What the task requires |
Below is a set of records; restate each one word for word.

Data |
··········

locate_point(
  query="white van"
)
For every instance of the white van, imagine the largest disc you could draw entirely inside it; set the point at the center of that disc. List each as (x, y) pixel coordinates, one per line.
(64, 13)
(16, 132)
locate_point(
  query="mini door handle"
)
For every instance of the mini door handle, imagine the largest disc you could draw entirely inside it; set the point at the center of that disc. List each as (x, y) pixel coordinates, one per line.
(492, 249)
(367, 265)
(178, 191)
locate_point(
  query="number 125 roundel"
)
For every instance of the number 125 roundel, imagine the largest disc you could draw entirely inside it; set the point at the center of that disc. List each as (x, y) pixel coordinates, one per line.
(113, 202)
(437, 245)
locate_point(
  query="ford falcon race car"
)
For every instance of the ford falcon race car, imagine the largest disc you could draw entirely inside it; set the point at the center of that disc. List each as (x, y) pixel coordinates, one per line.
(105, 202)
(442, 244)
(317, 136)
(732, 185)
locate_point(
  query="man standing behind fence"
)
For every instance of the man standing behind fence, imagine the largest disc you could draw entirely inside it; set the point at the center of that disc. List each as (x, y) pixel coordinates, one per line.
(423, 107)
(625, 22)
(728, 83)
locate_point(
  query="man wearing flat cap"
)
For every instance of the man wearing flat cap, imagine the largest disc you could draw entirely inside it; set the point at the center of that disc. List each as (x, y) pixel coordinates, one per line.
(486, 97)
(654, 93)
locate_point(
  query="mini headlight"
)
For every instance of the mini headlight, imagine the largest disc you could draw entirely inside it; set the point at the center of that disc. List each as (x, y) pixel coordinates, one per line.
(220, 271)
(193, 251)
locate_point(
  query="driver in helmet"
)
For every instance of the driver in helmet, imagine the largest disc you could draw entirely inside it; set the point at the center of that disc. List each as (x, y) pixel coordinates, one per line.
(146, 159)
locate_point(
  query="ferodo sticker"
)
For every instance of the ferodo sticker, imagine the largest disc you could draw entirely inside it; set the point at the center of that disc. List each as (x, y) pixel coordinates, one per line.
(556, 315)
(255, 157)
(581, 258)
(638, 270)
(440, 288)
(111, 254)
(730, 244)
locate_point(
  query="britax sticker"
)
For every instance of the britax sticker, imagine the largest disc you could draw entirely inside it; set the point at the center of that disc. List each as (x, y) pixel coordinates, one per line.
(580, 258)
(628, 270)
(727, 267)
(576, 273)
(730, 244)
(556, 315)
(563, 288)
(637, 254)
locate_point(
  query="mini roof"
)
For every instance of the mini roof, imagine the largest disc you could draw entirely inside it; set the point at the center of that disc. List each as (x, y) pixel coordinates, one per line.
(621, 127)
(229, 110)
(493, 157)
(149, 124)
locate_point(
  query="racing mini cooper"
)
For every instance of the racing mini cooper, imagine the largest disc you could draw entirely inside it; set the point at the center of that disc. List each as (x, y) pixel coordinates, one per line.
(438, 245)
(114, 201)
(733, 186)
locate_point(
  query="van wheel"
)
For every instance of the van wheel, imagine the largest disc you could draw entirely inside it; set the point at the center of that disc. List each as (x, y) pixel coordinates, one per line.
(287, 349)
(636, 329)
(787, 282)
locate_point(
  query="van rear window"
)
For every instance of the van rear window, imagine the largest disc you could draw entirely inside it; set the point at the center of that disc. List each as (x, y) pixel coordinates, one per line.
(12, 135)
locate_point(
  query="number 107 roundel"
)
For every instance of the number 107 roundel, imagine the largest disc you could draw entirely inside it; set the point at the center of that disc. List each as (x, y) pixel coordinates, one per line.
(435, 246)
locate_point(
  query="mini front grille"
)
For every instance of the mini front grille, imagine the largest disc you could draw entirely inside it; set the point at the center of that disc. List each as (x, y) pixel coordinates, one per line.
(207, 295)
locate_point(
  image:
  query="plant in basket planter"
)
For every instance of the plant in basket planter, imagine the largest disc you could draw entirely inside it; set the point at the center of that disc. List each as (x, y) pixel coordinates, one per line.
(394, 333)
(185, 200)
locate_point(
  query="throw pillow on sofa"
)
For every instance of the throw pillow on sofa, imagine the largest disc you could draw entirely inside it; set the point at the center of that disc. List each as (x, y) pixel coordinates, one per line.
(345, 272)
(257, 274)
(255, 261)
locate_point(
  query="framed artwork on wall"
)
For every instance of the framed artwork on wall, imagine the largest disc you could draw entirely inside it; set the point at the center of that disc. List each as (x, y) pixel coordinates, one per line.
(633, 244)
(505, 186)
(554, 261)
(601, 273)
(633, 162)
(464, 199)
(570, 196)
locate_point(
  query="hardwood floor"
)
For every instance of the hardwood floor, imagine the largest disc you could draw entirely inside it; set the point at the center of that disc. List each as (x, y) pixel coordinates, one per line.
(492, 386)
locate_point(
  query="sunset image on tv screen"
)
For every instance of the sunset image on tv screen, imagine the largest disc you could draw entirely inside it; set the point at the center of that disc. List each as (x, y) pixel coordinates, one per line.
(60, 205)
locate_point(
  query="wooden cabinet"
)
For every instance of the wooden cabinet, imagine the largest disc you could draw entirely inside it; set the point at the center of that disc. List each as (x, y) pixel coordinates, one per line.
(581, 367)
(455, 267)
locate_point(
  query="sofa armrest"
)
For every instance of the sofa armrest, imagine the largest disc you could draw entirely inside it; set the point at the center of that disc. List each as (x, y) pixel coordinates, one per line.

··········

Complete answer |
locate_point(
  query="white van"
)
For every instance of the white van, imagine the largest disc you could draw entirely inside it; set the point at the center of that disc. List each as (x, y) pixel coordinates, one per line.
(64, 13)
(16, 132)
locate_point(
  query="mini door handle"
)
For every instance of the mini door handle, imagine the largest disc you could draw entirely inside it; set the point at the center of that disc. List each as (x, y) pixel coordinates, one per line.
(492, 249)
(367, 265)
(178, 191)
locate_point(
  query="number 125 roundel"
)
For every instance of the number 125 roundel, imagine the largest disc you could draw entirely inside it; set the point at the center of that disc. List each as (x, y) pixel coordinates, one per line.
(113, 202)
(437, 245)
locate_point(
  query="ford falcon race car"
)
For every instance of the ford falcon race car, imagine the largest disc you could draw entirely inside it; set the point at the center of that disc. List each as (x, y) pixel coordinates, one per line.
(105, 202)
(442, 244)
(317, 136)
(732, 185)
locate_point(
  query="man standing behind fence"
)
For every instance of the man standing behind fence, imagine the largest disc you could draw entirely inside it; set the point at the center of that disc. List each as (x, y) pixel coordinates, one per line.
(423, 107)
(625, 22)
(728, 83)
locate_point(
  query="man wearing flat cap"
)
For every instance of the man wearing flat cap, imagine the largest disc you could draw entirely inside it; set the point at the center of that disc. List each as (x, y) pixel coordinates, one per line.
(486, 97)
(654, 93)
locate_point(
  query="mini headlight"
)
For every instance of the mini headlight, imagine the largest disc you could draw entirely inside it; set the point at the center of that disc. List each as (x, y) pixel coordinates, one per line.
(220, 271)
(193, 251)
locate_point(
  query="driver in helmet"
)
For every instance of the driver in helmet, imagine the largest disc you could draw entirely inside it; set the point at the center of that disc. List each as (x, y) pixel coordinates, one per line.
(146, 159)
locate_point(
  query="ferodo sticker"
)
For every instance of the ferodo sticker, imagine the largest disc you could draw entirely inside it; set the point at the center of that disc. List each as (x, y) pixel coordinates, one per line.
(556, 315)
(255, 157)
(581, 258)
(638, 270)
(440, 288)
(111, 254)
(730, 244)
locate_point(
  query="britax sticker"
)
For every instance of the britax sticker, imagine the largest disc you could draw entirely inside it; set the point at the center of that disc. List each as (x, y) pixel coordinates, one per line.
(580, 258)
(628, 270)
(727, 267)
(576, 273)
(730, 244)
(556, 315)
(563, 288)
(637, 254)
locate_point(
  query="mini roof"
)
For every instance of the mini roof, imagine the largest disc you could draw entirely inside it; set the point at the center of that disc. List each as (x, y) pixel coordinates, one per line.
(621, 127)
(229, 110)
(493, 157)
(149, 124)
locate_point(
  query="racing mini cooper"
)
For every instance of the racing mini cooper, imagine the largest disc you could draw entirely inside it; set the point at the center of that disc. List each as (x, y) pixel coordinates, one per line.
(438, 245)
(114, 201)
(733, 186)
locate_point(
  query="van wheel"
)
For every instance of the van wheel, imagine the largest disc you could draw entirely inside it; set the point at the center of that disc. List each as (x, y) pixel coordinates, one per line.
(287, 349)
(636, 329)
(787, 282)
locate_point(
  query="van rear window"
)
For every instance of the van rear window, imagine the largest disc you could draw entirely inside it; set the point at the center of that disc. List each as (x, y) pixel coordinates, one per line.
(12, 135)
locate_point(
  query="number 107 roundel"
)
For every instance of the number 107 roundel, imagine the largest disc you could draw entirely inside it; set the point at the center of that disc. List each as (x, y) pixel coordinates, one per line.
(435, 246)
locate_point(
  query="mini front grille"
)
For every instance of the mini front grille, imagine the largest disc you could draw entirely inside it; set the point at the center of that disc. List each as (x, y) pixel coordinates, one per line.
(207, 295)
locate_point(
  image:
  query="plant in basket planter"
)
For every instance of the plant in basket planter, imagine the largest disc you could draw entirely inside it; set the point at the center of that disc. List each as (x, y) pixel coordinates, one per line.
(394, 333)
(185, 200)
locate_point(
  query="throw pillow on sofa"
)
For every instance of the throw pillow on sofa, imagine the largest disc you could draw entirely inside it; set the point at the center of that disc. List each as (x, y) pixel coordinates, one per line.
(345, 272)
(257, 274)
(255, 261)
locate_point(
  query="framed artwork on wall"
)
For every instance of the framed artwork on wall, imagine the largest disc you could draw entirely inside it; set the point at the center of that disc. List each as (x, y) pixel coordinates, one per line.
(633, 244)
(505, 186)
(554, 261)
(601, 273)
(633, 162)
(464, 199)
(570, 196)
locate_point(
  query="hardwood floor"
)
For every instance of the hardwood floor, imagine the largest disc you could draw entirely inside it; set the point at the center of that disc. List each as (x, y) pixel coordinates, one per line.
(492, 386)
locate_point(
  query="sunset image on tv screen"
)
For every instance of the sunset image on tv screen, imagine the largest disc you could draw entirely inside it; set the point at the center of that disc. List each as (x, y) pixel coordinates, one per line.
(60, 205)
locate_point(
  query="wooden cabinet"
)
For every instance of the wooden cabinet, imagine the largest disc you could draw entirely inside it; set the point at the center of that disc. List each as (x, y) pixel coordinates, one per line.
(581, 367)
(455, 267)
locate_point(
  query="sofa armrest"
)
For every instance of the sofa armrest, imagine the largest disc you could draw entirely inside it; set the point at the center of that disc. List each as (x, y) pixel coordinates, one per line.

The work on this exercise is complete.